Contudo, o investigador acrescenta que alguns humanos têm uma mutação perto desse gene que lhes permite ter uma persistência da lactase. A enzima continua assim a expressar-se em quantidade suficiente para degradar a lactose após o período de amamentação e, desta forma, a pessoa não tem sintomas de intolerância à lactose. Estima-se que entre 70% e 90% dos indivíduos com ancestralidade genética da Europa Central e do Norte tenham, pelo menos, uma cópia dessa mutação, o que faz com que consigam digerir leite.
Mas como é que esta mutação chegou até nós? Krishna Veeramah aponta que, provavelmente, essa mutação terá surgido há 20 mil anos. Em estudos anteriores, equipas de cientistas também tinham sugerido que a mutação se tenha espalhado pela Europa quando, no período Neolítico, se desenvolveu a agricultura e se começou a beber leite de ovelhas, cabras e vacas. Porém, através de análises ao ADN, estudos mais recentes já tinham visto que esta mutação não era muito frequente nos primeiros agricultores.
Uma equipa internacional de cientistas decidiu agora esclarecer melhor essa questão. Para isso, sequenciou e analisou o ADN de fragmentos de ossos de 14 guerreiros da batalha de Tollense, que ocorreu há cerca de 3200 anos na actual Alemanha. Esta batalha terá envolvido cerca de 4000 combatentes e quase um quarto deles morreu durante o conflito. Nos anos 90, foram encontrados vestígios dessa batalha que decorreu no vale de Tollense, no Norte da Alemanha.

* Tarefa atribuída: Reproduz, do texto sobre a persistência da lactase, tudo desde "Uma equipa internacional" até "Norte da Alemanha.", sem mudar nada.

(Registos do conjunto de dados)
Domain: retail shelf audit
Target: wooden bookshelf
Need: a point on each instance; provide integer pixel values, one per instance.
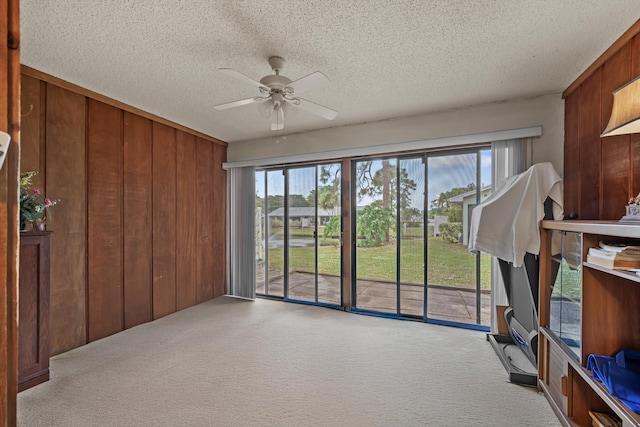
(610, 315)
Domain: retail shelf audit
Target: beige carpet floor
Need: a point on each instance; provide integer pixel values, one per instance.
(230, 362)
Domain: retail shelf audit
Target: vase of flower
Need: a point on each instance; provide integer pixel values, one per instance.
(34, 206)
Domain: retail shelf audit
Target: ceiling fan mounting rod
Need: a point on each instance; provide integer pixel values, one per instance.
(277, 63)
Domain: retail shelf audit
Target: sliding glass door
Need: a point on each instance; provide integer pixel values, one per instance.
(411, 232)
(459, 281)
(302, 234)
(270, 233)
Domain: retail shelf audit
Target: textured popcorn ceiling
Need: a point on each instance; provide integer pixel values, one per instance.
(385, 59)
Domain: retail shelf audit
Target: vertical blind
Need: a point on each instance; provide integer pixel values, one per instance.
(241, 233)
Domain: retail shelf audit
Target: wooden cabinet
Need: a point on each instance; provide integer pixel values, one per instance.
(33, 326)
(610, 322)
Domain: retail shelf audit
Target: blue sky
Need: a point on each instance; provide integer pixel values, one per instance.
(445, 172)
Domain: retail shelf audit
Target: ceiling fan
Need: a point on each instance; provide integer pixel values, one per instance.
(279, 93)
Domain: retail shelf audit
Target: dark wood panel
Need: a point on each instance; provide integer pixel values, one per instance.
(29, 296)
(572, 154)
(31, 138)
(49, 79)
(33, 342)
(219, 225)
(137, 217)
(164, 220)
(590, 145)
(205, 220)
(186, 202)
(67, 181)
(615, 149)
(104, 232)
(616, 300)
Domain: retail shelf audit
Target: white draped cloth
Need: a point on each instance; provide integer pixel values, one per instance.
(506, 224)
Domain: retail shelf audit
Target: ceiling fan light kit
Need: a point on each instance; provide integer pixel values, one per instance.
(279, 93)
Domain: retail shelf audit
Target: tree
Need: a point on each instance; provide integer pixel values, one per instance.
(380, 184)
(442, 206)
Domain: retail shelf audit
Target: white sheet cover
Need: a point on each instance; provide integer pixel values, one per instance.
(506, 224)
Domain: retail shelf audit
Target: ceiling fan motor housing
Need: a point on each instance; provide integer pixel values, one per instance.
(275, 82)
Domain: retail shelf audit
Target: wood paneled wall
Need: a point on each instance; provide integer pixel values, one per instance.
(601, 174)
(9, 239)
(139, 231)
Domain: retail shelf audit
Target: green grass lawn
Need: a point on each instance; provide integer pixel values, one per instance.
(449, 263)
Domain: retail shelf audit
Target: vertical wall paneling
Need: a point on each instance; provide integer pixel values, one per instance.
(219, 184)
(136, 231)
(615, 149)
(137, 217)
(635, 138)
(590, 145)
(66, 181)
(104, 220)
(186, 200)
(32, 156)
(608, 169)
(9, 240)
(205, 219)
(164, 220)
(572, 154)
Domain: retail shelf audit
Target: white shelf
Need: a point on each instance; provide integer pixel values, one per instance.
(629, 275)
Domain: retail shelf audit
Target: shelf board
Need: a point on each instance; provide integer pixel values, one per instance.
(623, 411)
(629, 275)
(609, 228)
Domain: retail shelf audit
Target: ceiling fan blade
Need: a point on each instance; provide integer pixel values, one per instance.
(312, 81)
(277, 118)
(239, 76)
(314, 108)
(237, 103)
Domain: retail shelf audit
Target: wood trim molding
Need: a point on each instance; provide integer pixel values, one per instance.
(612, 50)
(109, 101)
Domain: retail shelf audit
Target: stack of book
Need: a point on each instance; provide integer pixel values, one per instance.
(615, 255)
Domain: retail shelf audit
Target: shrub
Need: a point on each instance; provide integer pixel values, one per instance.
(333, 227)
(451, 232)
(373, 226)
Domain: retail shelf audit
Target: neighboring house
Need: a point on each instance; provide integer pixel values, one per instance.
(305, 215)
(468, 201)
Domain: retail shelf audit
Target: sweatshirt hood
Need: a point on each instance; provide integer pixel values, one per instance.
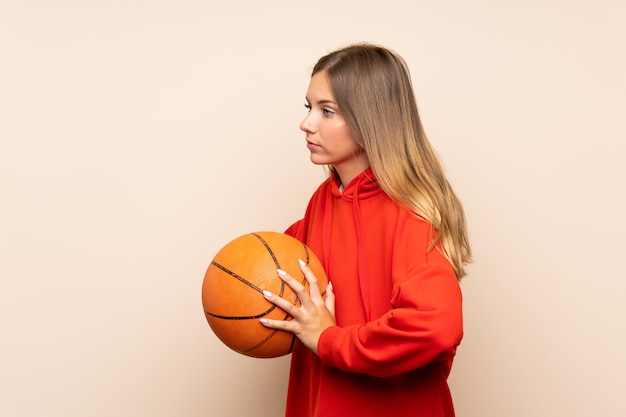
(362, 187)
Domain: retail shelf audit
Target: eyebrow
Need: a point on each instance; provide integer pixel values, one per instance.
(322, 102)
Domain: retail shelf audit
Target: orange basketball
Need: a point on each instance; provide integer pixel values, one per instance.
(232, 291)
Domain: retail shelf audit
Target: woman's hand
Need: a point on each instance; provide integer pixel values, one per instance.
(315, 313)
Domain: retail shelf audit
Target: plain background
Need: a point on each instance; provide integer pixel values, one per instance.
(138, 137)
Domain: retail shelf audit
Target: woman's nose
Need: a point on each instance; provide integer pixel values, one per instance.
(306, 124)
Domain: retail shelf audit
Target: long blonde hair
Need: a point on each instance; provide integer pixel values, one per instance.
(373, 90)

--

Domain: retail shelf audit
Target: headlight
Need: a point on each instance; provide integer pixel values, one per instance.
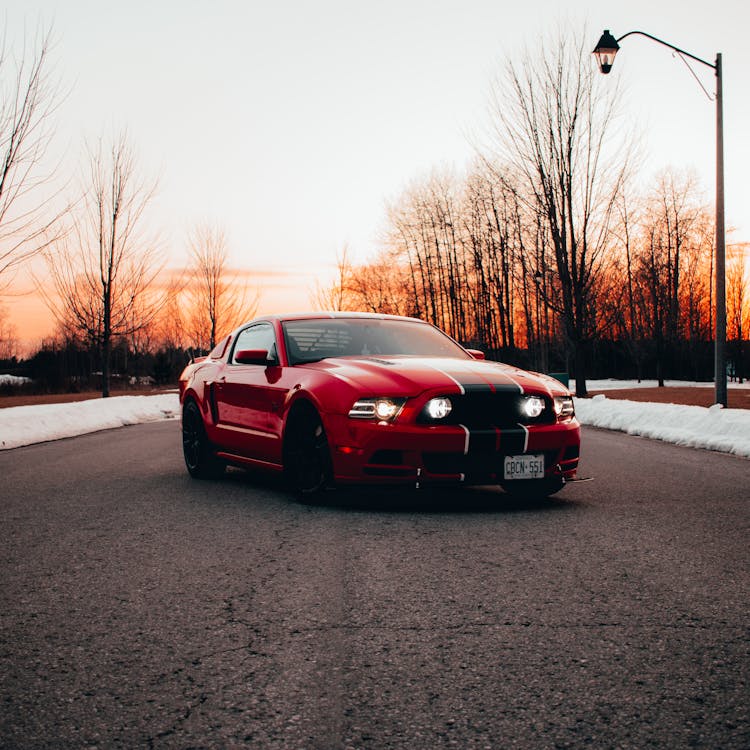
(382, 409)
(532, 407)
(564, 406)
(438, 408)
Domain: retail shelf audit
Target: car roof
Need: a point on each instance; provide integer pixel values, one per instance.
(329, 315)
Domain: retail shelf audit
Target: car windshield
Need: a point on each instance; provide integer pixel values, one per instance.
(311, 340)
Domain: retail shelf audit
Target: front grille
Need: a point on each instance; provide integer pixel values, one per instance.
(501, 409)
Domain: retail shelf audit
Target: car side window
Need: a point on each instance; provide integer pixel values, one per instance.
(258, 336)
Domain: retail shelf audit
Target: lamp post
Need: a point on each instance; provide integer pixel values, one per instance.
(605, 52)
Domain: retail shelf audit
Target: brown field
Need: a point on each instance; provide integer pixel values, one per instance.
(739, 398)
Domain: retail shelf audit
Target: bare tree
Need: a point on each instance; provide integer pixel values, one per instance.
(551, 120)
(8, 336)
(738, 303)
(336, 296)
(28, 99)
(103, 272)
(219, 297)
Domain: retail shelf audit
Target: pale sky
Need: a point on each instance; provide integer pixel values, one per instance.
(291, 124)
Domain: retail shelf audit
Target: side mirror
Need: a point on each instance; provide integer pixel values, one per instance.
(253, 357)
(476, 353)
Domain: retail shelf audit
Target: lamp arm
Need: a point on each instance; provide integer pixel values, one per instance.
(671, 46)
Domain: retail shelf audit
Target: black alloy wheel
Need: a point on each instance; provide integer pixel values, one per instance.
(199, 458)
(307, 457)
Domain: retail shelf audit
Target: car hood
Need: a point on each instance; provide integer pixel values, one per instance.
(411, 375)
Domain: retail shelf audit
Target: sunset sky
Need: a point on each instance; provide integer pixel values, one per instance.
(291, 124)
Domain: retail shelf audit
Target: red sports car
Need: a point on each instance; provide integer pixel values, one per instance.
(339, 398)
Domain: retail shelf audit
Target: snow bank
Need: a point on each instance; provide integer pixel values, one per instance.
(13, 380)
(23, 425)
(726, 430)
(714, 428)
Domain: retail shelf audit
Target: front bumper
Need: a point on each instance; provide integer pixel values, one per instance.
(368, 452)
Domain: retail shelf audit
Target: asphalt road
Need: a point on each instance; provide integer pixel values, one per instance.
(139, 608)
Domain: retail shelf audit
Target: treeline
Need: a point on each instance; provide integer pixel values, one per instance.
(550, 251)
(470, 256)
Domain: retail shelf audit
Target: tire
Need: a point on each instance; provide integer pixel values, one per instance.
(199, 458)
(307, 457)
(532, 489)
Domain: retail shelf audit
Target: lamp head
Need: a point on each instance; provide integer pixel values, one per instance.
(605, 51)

* * *

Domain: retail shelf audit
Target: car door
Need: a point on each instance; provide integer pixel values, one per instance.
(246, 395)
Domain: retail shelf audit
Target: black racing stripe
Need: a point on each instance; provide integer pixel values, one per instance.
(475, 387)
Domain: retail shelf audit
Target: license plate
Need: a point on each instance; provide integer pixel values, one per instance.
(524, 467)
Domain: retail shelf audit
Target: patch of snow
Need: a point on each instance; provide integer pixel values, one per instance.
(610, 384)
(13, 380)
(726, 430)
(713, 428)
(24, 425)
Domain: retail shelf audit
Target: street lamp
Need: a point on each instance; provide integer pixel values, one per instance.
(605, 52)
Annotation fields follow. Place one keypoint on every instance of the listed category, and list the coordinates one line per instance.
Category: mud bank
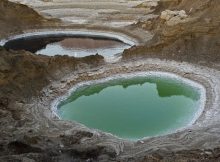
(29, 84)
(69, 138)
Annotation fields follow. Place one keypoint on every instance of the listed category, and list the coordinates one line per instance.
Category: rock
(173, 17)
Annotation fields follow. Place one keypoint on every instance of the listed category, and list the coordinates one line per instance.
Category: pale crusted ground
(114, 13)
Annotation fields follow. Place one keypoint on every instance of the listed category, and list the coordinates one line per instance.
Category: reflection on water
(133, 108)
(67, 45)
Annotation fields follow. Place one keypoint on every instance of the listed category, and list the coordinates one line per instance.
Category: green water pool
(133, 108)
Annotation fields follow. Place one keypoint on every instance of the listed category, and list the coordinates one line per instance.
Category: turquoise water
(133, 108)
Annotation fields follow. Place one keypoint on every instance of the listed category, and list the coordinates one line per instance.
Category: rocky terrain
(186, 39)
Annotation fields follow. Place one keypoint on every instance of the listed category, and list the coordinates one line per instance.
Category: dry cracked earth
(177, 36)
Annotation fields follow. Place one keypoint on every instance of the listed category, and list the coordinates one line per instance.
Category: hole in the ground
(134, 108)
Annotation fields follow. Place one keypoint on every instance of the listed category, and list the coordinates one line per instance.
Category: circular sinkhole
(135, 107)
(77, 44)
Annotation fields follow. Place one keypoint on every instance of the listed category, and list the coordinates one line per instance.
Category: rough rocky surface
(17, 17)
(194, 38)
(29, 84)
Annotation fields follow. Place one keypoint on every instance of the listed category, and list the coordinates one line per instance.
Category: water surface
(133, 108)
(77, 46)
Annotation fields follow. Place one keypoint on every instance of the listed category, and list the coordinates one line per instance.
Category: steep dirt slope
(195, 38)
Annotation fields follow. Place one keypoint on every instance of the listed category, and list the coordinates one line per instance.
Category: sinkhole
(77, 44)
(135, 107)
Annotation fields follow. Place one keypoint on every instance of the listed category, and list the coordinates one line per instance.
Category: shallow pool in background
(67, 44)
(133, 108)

* A resposta:
Uma equipa internacional de cientistas decidiu agora esclarecer melhor essa questão. Para isso, sequenciou e analisou o ADN de fragmentos de ossos de 14 guerreiros da batalha de Tollense, que ocorreu há cerca de 3200 anos na actual Alemanha. Esta batalha terá envolvido cerca de 4000 combatentes e quase um quarto deles morreu durante o conflito. Nos anos 90, foram encontrados vestígios dessa batalha que decorreu no vale de Tollense, no Norte da Alemanha.